## EXERCISE
Before copying, find the line below that contains "player's outstretched arm accordingly, one point per instance."; then return it and all later lines exactly, up to and including the final line, with no pictures.

## EXCERPTED RECORDS
+===+

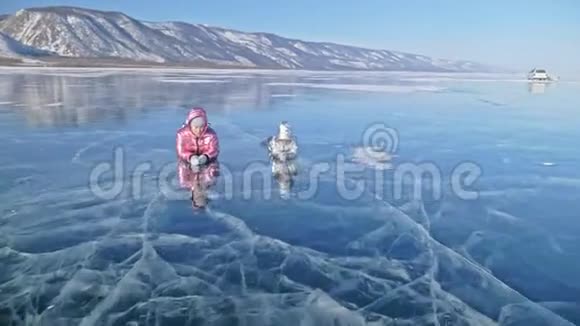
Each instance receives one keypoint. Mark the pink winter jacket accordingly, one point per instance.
(188, 144)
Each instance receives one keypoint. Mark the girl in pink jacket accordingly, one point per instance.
(197, 143)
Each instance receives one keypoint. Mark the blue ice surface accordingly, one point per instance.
(253, 256)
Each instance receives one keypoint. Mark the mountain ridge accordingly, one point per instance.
(74, 32)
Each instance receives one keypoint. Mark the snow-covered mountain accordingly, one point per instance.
(77, 32)
(10, 48)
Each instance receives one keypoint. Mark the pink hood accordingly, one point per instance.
(188, 144)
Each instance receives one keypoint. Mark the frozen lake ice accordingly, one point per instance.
(129, 248)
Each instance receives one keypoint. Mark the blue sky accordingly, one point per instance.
(513, 33)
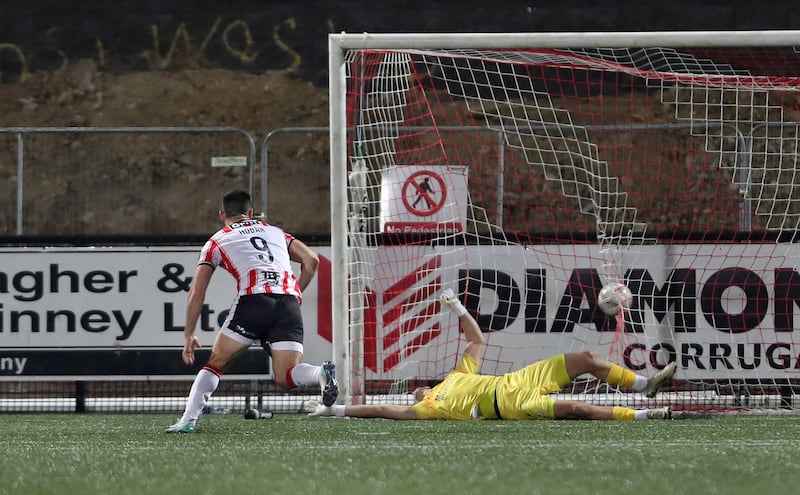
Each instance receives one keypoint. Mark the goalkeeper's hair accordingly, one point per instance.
(236, 203)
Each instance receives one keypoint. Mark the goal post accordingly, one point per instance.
(527, 170)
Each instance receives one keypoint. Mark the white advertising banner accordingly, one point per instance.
(721, 311)
(125, 305)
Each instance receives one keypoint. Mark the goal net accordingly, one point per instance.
(528, 171)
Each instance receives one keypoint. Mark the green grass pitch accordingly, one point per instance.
(128, 454)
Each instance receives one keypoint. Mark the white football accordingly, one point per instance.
(614, 297)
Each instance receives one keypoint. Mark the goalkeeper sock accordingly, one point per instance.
(625, 377)
(205, 383)
(625, 414)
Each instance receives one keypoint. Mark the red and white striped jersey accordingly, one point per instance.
(256, 254)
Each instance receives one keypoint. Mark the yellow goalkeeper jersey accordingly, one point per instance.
(459, 393)
(523, 394)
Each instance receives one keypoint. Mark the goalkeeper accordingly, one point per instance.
(524, 394)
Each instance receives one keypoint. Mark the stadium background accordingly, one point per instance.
(248, 64)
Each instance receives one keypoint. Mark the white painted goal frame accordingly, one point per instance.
(345, 306)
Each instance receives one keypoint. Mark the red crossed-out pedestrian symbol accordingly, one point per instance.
(424, 193)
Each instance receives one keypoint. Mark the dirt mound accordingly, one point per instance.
(82, 95)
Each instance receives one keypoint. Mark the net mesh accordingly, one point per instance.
(526, 180)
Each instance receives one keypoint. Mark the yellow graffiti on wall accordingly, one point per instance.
(23, 62)
(181, 50)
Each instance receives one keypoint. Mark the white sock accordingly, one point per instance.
(640, 383)
(304, 374)
(205, 383)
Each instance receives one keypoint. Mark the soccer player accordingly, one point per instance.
(464, 394)
(266, 308)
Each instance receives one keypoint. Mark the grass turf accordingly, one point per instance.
(129, 454)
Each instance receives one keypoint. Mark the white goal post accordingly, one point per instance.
(527, 170)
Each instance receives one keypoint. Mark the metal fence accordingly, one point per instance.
(133, 181)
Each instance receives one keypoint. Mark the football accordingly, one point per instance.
(614, 297)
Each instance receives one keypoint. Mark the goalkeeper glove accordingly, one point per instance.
(451, 302)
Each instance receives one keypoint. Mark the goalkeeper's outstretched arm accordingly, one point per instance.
(472, 332)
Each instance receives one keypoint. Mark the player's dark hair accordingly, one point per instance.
(236, 203)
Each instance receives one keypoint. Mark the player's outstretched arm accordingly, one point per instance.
(308, 259)
(472, 332)
(387, 411)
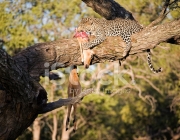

+===+

## OUTPUT
Each instance receives one keypoint. Mark the player's outstretched arm accordingly, one point per instance.
(308, 259)
(472, 332)
(387, 411)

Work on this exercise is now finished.